## Requirement
Keeping every word the same, return the listing from its first line until the line holding "Where can the rocky" has been returned as well.

## Records to process
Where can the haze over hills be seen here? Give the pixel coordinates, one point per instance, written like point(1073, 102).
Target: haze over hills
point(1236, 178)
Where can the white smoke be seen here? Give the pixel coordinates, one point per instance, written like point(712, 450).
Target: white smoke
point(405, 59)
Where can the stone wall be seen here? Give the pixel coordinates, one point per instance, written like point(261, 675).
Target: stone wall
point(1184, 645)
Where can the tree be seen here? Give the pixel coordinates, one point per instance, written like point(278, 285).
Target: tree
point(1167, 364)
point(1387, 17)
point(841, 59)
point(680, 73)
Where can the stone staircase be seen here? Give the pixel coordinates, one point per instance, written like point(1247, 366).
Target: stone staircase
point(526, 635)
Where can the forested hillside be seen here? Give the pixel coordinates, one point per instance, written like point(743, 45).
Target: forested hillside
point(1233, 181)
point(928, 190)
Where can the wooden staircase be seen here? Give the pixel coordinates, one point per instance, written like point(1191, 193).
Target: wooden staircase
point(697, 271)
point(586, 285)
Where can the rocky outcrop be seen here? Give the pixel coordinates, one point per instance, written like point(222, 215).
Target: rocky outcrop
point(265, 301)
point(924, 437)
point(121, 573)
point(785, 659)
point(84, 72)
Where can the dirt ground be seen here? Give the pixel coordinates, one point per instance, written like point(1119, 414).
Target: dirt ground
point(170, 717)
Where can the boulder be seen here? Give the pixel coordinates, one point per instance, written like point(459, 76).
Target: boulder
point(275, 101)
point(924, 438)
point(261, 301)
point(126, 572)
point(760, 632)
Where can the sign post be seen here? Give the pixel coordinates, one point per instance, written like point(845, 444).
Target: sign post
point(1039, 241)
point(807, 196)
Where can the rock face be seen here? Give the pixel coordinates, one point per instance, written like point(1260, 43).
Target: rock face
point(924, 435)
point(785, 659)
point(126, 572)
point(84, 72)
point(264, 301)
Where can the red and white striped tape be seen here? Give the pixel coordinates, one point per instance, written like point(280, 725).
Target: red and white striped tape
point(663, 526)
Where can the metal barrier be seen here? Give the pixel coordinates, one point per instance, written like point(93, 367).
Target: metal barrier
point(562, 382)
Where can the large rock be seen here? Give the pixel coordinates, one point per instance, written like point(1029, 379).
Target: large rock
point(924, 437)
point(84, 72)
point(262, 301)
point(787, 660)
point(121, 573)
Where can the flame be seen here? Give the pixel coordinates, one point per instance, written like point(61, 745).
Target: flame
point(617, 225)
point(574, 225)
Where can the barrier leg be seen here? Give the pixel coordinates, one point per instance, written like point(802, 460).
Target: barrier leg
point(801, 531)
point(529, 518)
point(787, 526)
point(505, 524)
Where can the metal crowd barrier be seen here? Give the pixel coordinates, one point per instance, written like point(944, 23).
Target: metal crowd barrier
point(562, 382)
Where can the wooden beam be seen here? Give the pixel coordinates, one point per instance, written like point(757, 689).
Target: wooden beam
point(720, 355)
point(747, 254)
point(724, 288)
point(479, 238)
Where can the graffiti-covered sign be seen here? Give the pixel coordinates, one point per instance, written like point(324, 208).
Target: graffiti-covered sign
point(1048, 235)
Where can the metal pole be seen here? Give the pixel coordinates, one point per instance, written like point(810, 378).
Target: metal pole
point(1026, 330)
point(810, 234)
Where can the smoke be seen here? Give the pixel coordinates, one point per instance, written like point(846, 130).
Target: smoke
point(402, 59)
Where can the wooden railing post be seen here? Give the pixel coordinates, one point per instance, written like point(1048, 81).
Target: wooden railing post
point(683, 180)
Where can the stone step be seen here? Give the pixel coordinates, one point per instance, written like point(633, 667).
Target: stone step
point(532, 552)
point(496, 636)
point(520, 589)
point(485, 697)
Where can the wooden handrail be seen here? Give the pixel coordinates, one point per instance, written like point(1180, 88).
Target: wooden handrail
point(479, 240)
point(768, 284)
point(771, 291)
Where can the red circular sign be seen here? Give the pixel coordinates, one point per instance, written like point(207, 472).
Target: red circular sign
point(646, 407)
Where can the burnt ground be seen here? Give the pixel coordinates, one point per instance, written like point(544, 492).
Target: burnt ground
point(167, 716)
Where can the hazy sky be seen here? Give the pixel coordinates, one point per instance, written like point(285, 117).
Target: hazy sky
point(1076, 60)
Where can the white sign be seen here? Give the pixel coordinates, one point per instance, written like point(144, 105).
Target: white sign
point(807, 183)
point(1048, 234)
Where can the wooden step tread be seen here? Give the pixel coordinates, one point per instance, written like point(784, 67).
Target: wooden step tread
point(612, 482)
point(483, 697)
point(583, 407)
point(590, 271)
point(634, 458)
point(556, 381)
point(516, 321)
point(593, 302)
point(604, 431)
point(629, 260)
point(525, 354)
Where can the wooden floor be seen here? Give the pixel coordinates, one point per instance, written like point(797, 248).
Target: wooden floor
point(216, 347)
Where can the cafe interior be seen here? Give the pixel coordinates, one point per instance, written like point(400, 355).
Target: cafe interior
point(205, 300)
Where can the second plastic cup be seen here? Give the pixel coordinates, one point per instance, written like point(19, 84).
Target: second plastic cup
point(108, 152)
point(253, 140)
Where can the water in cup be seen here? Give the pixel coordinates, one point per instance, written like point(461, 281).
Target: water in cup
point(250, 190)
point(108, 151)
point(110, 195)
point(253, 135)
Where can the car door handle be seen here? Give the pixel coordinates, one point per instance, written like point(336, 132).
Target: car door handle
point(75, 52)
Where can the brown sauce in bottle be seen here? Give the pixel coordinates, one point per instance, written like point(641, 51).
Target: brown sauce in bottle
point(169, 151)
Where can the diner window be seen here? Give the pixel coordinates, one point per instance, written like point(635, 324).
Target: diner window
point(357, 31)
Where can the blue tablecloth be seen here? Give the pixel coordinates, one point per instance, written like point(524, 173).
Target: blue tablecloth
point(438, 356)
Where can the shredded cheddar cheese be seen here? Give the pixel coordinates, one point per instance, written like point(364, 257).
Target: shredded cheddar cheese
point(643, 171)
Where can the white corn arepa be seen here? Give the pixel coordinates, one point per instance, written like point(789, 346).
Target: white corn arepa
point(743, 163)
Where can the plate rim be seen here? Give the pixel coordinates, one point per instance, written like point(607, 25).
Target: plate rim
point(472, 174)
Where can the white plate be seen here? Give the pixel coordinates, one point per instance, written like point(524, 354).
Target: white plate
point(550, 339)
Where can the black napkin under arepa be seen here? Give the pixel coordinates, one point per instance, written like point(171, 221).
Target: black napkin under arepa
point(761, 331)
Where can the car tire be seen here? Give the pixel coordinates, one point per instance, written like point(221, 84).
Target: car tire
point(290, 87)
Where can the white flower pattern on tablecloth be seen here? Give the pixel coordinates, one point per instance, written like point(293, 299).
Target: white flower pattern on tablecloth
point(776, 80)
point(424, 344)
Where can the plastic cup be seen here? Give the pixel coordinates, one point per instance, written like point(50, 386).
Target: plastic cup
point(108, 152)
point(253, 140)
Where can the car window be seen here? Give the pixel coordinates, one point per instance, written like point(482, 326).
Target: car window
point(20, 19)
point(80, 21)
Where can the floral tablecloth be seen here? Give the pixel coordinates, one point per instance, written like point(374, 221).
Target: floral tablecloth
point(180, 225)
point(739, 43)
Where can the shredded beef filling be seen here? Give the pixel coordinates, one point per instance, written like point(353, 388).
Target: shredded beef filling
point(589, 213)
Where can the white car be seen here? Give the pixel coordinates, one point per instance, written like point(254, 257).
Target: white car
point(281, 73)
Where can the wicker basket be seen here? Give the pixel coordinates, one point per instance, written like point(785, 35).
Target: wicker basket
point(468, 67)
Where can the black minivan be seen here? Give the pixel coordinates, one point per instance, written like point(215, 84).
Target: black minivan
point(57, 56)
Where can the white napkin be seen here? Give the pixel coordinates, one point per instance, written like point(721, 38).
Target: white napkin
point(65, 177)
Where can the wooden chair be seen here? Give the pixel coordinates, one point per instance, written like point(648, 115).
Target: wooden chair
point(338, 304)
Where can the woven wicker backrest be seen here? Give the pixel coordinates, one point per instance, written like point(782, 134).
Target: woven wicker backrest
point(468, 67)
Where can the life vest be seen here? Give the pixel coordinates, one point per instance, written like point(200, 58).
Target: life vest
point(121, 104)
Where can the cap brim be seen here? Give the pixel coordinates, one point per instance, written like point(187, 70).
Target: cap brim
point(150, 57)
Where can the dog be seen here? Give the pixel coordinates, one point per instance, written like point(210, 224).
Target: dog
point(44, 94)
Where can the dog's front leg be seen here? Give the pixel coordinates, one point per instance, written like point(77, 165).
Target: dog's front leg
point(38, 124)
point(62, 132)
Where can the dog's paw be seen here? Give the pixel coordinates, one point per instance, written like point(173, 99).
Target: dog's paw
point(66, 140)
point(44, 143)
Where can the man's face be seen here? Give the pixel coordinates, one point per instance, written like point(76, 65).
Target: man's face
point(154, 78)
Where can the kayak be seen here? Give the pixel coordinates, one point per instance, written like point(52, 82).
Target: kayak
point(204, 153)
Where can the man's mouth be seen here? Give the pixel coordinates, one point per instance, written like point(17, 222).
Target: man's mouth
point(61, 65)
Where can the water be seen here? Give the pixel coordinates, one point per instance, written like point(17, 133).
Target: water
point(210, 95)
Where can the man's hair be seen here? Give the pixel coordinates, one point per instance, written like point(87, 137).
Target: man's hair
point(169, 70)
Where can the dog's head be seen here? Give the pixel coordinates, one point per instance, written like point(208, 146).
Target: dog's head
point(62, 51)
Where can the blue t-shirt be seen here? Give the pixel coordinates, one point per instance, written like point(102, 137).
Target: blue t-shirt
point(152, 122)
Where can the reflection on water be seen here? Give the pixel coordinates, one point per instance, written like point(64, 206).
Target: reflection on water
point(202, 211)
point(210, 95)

## Result for this task
Where can the haze over hills be seen here? Give the pixel coordinates, one point per instance, written like point(1073, 102).
Target: haze over hills
point(1236, 178)
Where can the white smoke be seen here? Give the pixel coordinates, one point per instance, written like point(712, 450).
Target: white smoke
point(405, 59)
Where can the stone wall be seen here? Give the pixel coordinates, one point per instance, written like point(261, 675).
Target: stone wall
point(1184, 645)
Where can the tree be seen here? Give the pixel coordinates, one point per instance, written like point(278, 285).
Target: tree
point(1167, 364)
point(1387, 17)
point(841, 59)
point(680, 73)
Where can the stone staircase be seen here? Give the pixel coordinates, one point per instance, written like point(1247, 366).
Target: stone staircase
point(526, 635)
Where can the forested hillside be seen here? Give the pixel coordinates, one point per instance, written like point(743, 45).
Target: forested hillside
point(1233, 181)
point(928, 190)
Where can the wooden staircase be seen here? Give the pixel coordinates, one point per instance, written like point(1191, 193).
Target: wooden staircase
point(697, 271)
point(586, 285)
Where can the rocky outcrop be seen here? Give the pixel coordinates, one point per instance, written like point(222, 215).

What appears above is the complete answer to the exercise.